** SOAL A **
Siapa saja orang yang disebut namanya dalam kutipan tentang promosi ayam dan telur? Sebutkan semuanya.
** SOAL B **
Salin tanpa perubahan satu bagian dari kutipan tentang promosi ayam dan telur: mulailah dari kata-kata "Pihaknya juga memperkuat", lalu berhentilah setelah kata-kata "sama dengan e-commerce.".
** SOAL C **
Jawablah pertanyaan berikut berdasarkan kutipan tentang promosi ayam dan telur.
(i) Sejak tahun berapa Hari Ayam dan Telur Nasional ditetapkan?
(ii) Di mana letak resto milik Riri Ghaisani?
(iii) Menurut Ricky, iuran dipakai untuk promosi di media apa saja?

Ricky setuju dengan usul membuat lembaga khusus. ”Ada lembaga seperti itu dan mesti ada pengawas untuk crosscheck. Iuran untuk promosi di TV, radio,” lanjutnya.
Terkait hal tersebut, Tri mengungkap. ”Itu masih menjadi PR kita. Tapi, itu memang menjadi peluang buat kita. Kalau peternak ‘kan ada yang besar ada, sedang, dan ada yang kecil. Ini ‘kan harus dibedakan pengaturannya, harus jelas. dan pemanfaatannya pun harus jelas.”
Kampanye
Selain membuat berbagai kegiatan, Tri mengatakan, Kementan bekerja sama dengan asosiasi memilih Duta Ayam dan Telur untuk lebih dekat dengan masyarakat dan menetapkan Hari Ayam dan Telur Nasional sejak 2011.
Pihaknya juga memperkuat kapasitas pelaku UMKM untuk membuat diversifikasi produk olahan ayam sehingga meningkat preferensi masyarakat. Kemudian, mendorong akses pasar melalui kerja sama dengan e-commerce.
Dari sisi pelaku usaha, Riri Ghaisani, pemilik resto C’BEZTFried Chicken di Kebun Jeruk, Jakarta mengamini. ”Banyak meng-create menu baru untuk anak muda dan orang tua. Apalagi, anak muda itu cepat bosan,” katanya.

** DATA TERSEDIA **
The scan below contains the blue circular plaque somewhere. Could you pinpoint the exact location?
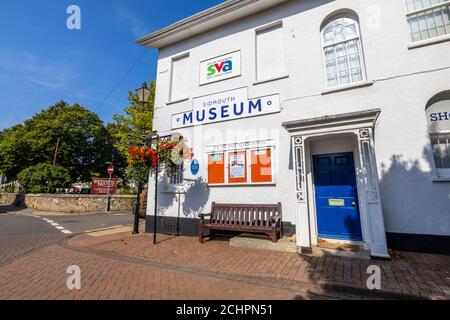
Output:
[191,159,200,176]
---
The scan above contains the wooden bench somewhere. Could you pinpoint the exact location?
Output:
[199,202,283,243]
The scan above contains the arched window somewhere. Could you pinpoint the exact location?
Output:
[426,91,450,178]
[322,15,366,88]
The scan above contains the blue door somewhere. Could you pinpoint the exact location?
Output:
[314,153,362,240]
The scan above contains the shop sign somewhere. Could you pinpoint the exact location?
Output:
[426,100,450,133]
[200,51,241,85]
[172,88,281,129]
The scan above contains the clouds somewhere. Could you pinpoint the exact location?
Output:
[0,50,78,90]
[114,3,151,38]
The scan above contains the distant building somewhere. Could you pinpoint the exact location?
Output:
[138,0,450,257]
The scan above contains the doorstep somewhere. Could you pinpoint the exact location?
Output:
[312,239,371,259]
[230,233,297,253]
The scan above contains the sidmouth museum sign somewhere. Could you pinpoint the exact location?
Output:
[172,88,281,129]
--
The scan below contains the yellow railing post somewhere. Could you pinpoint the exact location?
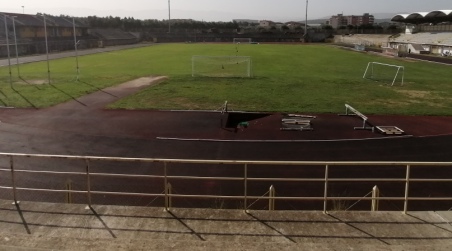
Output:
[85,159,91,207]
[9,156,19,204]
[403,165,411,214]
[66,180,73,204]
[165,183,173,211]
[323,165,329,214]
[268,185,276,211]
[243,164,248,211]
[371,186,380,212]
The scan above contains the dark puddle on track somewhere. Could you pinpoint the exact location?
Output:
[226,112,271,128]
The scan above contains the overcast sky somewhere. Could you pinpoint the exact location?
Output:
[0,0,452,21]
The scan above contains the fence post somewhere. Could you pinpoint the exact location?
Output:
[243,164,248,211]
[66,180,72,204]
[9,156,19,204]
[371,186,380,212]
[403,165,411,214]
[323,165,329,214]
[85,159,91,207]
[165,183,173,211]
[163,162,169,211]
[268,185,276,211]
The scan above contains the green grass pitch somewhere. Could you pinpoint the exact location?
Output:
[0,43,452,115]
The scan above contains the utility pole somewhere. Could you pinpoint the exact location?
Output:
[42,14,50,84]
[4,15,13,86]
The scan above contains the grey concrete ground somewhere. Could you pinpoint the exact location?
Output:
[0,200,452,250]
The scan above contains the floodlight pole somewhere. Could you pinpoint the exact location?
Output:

** PENYELESAIAN A **
Ricky, Tri, Riri Ghaisani

** PENYELESAIAN B **
Pihaknya juga memperkuat kapasitas pelaku UMKM untuk membuat diversifikasi produk olahan ayam sehingga meningkat preferensi masyarakat. Kemudian, mendorong akses pasar melalui kerja sama dengan e-commerce.

** PENYELESAIAN C **
(i) Sejak 2011.
(ii) Di Kebun Jeruk, Jakarta.
(iii) Di TV dan radio.